QUESTIONS ON THE MATERIAL:
1 – Decide whether each statement agrees with the text on overset grid interpolation: (a) the least squares procedure yields weights bounded between zero and one; (b) a global dual grid can be expensive to store; (c) CFD solutions are observed to be more stable with dual grid interpolation weights. Answer yes or no for each and quote the words of the text that settle it.
2 – Copy the part of the text on overset grid interpolation that opens with "The stencil of" and closes with "used to determine the interpolation weights.", swapping each "flow solution" for "numerical solution".

DOCUMENT TEXT:
────────
Abstract: Interpolation in the overset domain using connectivity information for a cell-centered CFD flow solver will typically use a least squares procedure to determine the interpolation weights. The weights produced using the least squares procedure are not bounded between zero and one. Thus, the interpolation can be non-monotonic and will introduce new extrema in the solution, which can cause difficulties with the CFD solution. Interpolation using a dual grid, which connects primal cell centers to form dual grid cells, can be used with trilinear interpolation to produce weights bounded between zero and one. A global, dual-grid approach where a single grid connects all cell centers can be expensive to store. While using a set of local dual grids, where each primal grid element has an associated local dual grid independent of neighboring local duals, can reduce memory requirements by loading only the set of local dual grids required for interpolation. In this article, compressible CFD solutions using the least square interpolation weights are compared with solutions using the global dual grid interpolation weights. These results show that the non-monotonic interpolation using the least square interpolation weights can cause solution instabilities. The CFD solutions are observed to be more stable when using the dual grid interpolation weights.

The overset or chimera grid methodology utilizes a set of overlapping grids to discretize the solution domain. The component grids may be fitted without regard to other portions of the geometry and can simplify the grid generation process to a great extent. The result is a flexible computational simulation framework that can be an enabling force in many situations. It has been widely used to simplify the structured grid generation requirements for complex geometries. Using an overset grid system is also a promising solution for the simulation of bodies in relative motion, such as a fuel tank being dropped from an aircraft, and rotorcraft.

The stencil of points and the method of defining the interpolation weights are critical factors while determining the flow solution on an overset composite grid system. The accuracy and smoothness of this interpolation will affect the flow solution accuracy and stability. The location of the flow-dependent variables in the grid affects the interpolation stencil and the method used to determine the interpolation weights.
────────
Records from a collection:

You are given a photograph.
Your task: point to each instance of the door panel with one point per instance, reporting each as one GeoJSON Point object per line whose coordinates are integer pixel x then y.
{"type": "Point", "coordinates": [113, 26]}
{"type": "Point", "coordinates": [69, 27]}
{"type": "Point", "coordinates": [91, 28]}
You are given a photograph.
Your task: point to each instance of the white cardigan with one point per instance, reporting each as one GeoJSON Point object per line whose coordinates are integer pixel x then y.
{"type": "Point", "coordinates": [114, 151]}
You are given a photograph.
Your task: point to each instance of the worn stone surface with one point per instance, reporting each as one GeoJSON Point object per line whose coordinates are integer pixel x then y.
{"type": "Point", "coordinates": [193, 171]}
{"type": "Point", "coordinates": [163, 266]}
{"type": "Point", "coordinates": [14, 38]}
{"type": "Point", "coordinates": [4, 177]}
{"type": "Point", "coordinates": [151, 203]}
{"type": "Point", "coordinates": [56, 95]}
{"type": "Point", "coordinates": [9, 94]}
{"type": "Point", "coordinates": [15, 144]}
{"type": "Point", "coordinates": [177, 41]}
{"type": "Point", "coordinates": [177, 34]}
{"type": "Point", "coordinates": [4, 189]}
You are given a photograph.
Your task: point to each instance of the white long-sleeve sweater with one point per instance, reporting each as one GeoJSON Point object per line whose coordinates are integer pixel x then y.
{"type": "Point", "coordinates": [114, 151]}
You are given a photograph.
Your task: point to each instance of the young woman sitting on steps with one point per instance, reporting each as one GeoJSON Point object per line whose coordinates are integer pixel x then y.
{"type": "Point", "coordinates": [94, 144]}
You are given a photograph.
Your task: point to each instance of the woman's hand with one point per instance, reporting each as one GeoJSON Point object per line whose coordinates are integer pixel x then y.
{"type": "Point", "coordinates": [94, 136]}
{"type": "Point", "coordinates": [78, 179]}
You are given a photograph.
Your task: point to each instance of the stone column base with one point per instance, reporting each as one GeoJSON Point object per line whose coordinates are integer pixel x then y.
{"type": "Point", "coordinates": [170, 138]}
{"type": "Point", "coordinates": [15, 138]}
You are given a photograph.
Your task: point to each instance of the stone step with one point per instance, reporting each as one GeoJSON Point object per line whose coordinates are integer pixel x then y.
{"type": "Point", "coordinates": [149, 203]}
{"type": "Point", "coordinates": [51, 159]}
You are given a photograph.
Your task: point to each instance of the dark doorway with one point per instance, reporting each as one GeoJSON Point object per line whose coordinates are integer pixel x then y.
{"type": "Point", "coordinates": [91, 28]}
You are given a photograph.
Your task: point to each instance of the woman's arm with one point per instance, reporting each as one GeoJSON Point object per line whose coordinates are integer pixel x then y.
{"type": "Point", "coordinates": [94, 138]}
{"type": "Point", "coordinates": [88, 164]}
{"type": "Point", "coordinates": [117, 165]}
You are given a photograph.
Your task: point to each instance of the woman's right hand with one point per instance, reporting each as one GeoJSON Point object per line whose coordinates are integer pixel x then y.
────────
RESPONSES:
1 –
(a) No: "The weights produced using the least squares procedure are not bounded between zero and one."
(b) Yes: "A global, dual-grid approach where a single grid connects all cell centers can be expensive to store."
(c) Yes: "The CFD solutions are observed to be more stable when using the dual grid interpolation weights."

2 –
The stencil of points and the method of defining the interpolation weights are critical factors while determining the numerical solution on an overset composite grid system. The accuracy and smoothness of this interpolation will affect the numerical solution accuracy and stability. The location of the flow-dependent variables in the grid affects the interpolation stencil and the method used to determine the interpolation weights.